Point-per-instance localization data:

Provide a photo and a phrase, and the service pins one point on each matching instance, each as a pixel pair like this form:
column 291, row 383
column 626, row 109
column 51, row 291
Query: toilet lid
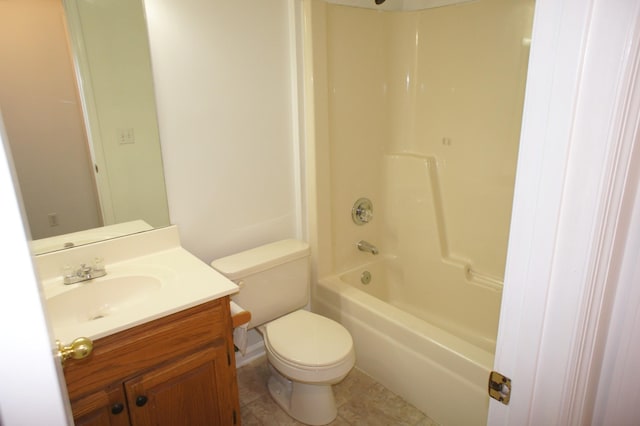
column 305, row 338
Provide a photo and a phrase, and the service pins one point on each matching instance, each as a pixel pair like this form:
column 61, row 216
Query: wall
column 442, row 86
column 43, row 117
column 223, row 82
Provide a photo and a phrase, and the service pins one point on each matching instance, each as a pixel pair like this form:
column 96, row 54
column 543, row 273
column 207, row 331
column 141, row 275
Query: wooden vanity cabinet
column 176, row 370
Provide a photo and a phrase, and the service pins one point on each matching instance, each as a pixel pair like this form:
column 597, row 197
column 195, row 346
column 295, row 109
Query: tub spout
column 367, row 247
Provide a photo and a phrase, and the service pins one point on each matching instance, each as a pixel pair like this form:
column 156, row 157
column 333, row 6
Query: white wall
column 223, row 86
column 112, row 54
column 43, row 118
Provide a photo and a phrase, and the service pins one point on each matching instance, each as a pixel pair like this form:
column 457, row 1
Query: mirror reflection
column 86, row 150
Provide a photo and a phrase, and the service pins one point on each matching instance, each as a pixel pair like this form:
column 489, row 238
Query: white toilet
column 307, row 353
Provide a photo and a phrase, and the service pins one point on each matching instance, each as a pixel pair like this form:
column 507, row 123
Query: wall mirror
column 77, row 100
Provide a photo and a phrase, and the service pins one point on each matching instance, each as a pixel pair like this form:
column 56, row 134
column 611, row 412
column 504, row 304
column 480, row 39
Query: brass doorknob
column 78, row 349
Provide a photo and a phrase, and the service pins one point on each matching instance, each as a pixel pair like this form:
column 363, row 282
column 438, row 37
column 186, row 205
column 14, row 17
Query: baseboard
column 253, row 352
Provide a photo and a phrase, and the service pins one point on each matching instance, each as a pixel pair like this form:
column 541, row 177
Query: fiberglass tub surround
column 418, row 111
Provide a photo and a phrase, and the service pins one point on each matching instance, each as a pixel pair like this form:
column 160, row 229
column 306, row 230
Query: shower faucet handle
column 362, row 211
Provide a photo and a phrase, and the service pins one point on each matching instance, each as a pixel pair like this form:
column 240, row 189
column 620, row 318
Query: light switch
column 126, row 136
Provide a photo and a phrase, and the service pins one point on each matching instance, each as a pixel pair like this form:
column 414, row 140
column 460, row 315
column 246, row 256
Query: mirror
column 86, row 151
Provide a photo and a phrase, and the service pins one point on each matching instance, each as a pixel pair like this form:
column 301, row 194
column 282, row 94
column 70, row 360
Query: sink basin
column 101, row 298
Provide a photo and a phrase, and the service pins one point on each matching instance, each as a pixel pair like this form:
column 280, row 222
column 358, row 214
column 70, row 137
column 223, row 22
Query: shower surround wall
column 419, row 111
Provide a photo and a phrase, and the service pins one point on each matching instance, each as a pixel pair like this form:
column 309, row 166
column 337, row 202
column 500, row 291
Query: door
column 581, row 110
column 190, row 391
column 106, row 407
column 36, row 393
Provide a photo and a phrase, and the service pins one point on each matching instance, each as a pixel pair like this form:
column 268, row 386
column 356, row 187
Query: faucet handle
column 98, row 264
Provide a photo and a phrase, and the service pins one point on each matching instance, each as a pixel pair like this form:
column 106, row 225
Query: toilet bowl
column 307, row 353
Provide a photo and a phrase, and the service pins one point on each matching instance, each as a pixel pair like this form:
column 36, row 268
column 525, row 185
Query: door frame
column 573, row 179
column 32, row 391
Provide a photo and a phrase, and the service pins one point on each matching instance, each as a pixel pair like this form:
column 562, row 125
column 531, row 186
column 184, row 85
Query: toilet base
column 309, row 404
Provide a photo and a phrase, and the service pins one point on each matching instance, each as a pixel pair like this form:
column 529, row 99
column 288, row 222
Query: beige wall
column 43, row 118
column 443, row 87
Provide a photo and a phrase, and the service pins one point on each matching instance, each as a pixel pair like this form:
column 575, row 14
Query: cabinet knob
column 117, row 408
column 78, row 349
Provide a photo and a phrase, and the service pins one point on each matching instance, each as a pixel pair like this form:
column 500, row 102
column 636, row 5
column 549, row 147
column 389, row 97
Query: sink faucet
column 84, row 272
column 367, row 247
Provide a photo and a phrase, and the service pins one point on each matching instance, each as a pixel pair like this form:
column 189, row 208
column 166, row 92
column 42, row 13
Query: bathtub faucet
column 368, row 247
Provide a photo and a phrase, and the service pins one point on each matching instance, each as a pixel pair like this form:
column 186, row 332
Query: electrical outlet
column 53, row 219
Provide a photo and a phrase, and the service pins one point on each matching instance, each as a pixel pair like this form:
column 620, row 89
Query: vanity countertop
column 141, row 284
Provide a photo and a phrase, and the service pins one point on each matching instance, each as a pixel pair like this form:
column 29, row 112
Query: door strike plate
column 499, row 387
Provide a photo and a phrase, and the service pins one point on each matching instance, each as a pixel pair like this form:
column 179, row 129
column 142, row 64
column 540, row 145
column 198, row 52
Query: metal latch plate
column 499, row 387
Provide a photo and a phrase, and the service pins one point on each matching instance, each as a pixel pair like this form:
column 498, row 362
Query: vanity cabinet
column 176, row 370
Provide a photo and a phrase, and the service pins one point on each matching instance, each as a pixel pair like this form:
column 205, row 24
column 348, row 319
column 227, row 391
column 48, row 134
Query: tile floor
column 360, row 399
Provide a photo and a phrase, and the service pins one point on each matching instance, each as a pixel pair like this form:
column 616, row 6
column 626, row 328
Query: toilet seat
column 309, row 347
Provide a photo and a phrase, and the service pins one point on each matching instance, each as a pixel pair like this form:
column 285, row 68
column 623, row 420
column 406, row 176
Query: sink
column 100, row 298
column 149, row 276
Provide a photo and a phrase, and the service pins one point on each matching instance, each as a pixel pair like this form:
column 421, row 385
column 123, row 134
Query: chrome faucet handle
column 362, row 211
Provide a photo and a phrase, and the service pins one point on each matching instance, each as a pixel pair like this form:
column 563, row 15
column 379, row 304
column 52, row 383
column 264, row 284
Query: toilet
column 307, row 353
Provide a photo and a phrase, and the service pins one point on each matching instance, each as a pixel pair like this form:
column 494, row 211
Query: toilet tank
column 273, row 279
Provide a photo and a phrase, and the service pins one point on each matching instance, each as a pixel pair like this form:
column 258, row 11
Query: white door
column 32, row 390
column 572, row 189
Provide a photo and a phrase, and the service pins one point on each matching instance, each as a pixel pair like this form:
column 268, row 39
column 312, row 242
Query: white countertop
column 185, row 281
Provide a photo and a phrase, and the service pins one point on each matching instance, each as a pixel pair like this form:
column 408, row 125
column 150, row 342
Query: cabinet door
column 193, row 390
column 107, row 407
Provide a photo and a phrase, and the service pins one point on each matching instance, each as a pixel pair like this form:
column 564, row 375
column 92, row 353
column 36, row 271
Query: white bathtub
column 443, row 374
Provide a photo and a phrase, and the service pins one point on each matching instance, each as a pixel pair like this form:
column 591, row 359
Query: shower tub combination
column 417, row 110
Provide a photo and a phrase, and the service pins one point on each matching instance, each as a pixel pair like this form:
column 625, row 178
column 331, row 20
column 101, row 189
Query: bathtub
column 437, row 368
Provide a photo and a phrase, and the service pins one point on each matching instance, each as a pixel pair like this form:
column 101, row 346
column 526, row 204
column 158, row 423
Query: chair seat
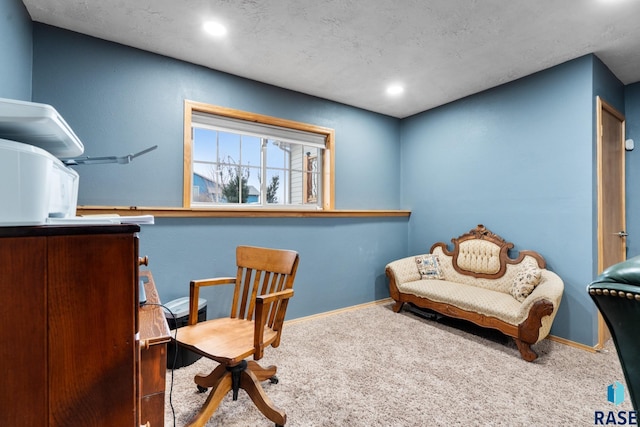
column 226, row 340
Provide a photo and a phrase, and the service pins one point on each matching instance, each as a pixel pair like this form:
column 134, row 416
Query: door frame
column 601, row 105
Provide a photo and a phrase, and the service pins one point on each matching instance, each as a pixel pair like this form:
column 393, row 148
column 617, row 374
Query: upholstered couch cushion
column 467, row 297
column 525, row 281
column 429, row 267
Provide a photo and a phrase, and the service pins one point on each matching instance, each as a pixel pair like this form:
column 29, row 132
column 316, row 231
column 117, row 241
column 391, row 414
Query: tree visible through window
column 255, row 162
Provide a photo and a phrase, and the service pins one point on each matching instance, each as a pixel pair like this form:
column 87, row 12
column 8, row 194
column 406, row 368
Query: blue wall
column 518, row 159
column 120, row 100
column 632, row 114
column 16, row 46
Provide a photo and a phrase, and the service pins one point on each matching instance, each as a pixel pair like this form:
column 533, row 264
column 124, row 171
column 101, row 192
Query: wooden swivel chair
column 262, row 289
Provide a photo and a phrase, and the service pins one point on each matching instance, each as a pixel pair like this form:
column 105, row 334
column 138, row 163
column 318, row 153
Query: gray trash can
column 180, row 317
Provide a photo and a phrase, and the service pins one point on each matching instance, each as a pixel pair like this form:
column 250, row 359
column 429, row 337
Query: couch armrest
column 551, row 288
column 403, row 270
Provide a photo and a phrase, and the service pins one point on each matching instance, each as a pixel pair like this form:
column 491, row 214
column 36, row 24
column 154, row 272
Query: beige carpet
column 373, row 367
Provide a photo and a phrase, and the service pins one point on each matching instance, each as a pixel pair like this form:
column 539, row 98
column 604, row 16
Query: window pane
column 276, row 187
column 277, row 154
column 231, row 165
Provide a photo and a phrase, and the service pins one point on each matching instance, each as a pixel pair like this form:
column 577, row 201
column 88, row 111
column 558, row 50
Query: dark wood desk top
column 153, row 324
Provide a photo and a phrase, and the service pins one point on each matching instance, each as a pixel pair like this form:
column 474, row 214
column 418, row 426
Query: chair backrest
column 263, row 271
column 616, row 293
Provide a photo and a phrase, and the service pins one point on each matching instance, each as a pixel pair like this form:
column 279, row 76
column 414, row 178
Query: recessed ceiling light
column 216, row 29
column 395, row 89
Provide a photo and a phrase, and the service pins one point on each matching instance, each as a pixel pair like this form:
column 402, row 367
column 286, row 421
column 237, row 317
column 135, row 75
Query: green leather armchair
column 616, row 293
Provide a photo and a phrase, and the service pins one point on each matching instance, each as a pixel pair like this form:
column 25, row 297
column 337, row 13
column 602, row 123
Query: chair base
column 246, row 376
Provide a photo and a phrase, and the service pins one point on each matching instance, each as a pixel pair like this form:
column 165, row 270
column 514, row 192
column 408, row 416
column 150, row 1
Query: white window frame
column 203, row 115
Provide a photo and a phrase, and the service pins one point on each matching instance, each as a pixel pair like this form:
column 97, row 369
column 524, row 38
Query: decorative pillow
column 525, row 281
column 429, row 267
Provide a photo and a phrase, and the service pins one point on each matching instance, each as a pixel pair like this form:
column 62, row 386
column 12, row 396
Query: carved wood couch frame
column 477, row 278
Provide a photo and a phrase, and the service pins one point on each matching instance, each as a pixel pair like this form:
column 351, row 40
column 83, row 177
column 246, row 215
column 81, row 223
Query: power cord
column 175, row 355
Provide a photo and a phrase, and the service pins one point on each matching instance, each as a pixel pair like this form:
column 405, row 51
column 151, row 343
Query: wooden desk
column 68, row 338
column 154, row 336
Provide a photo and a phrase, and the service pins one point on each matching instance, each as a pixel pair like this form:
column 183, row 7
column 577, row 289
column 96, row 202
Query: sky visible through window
column 211, row 146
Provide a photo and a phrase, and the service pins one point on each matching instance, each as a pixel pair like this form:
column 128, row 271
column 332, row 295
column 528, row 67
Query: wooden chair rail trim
column 178, row 212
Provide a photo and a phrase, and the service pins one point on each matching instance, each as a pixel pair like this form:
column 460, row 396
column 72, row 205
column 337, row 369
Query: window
column 235, row 159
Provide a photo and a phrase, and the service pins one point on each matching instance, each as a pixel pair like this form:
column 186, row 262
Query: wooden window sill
column 169, row 212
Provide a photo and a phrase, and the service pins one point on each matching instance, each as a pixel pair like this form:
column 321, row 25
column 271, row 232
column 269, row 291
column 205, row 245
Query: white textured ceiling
column 349, row 50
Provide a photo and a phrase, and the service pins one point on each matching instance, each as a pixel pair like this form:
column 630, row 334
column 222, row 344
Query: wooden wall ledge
column 169, row 212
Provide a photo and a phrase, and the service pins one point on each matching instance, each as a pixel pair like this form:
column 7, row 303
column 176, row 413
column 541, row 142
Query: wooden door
column 611, row 193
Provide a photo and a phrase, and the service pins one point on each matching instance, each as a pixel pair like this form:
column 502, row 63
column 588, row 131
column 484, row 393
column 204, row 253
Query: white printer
column 35, row 184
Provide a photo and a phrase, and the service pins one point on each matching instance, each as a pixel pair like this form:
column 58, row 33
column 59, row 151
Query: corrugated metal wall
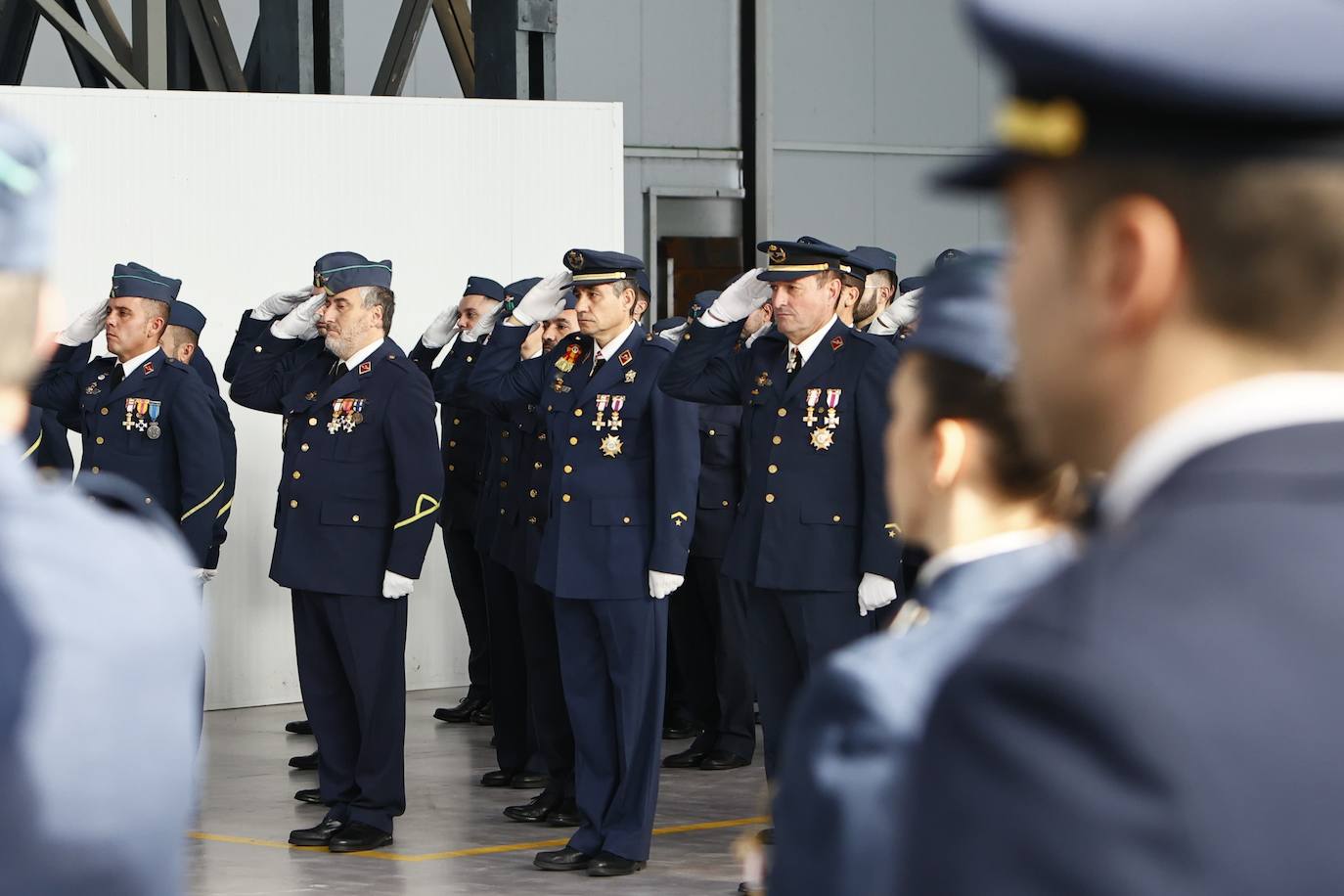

[THE TASK]
For this exercise, repeat exactly the lines of the data above from the one with "column 525, row 185" down to the one with "column 288, row 222", both end lines included.

[ANSWER SECTION]
column 525, row 185
Query: door frame
column 573, row 179
column 32, row 391
Provide a photo and a phrase, and the service pins one point on each matching instance, each as a pixel pair like this form:
column 562, row 125
column 531, row 186
column 184, row 85
Query: toilet base
column 309, row 404
Provide a photo and a phrase, and the service pins one point on each matching instance, each as a pixel pair like this form:
column 529, row 99
column 288, row 222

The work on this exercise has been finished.